(Pointing data excerpts)
****
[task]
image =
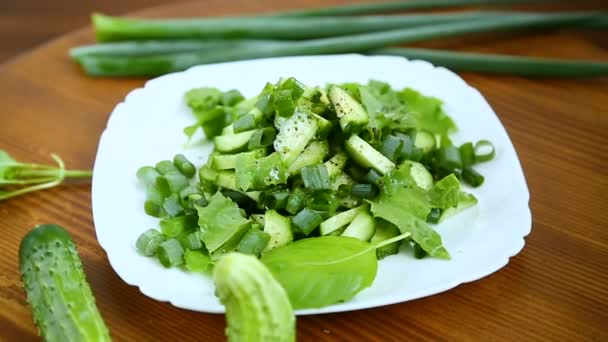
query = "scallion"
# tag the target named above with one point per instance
(484, 151)
(148, 242)
(315, 177)
(307, 220)
(170, 253)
****
CHALLENGE => Write out every line of the material above word for word, leaving out the picture.

EXERCISE RESPONSE =>
[task]
image =
query = "scallion"
# tag the target named above with one point per instance
(484, 151)
(148, 242)
(315, 177)
(307, 220)
(170, 253)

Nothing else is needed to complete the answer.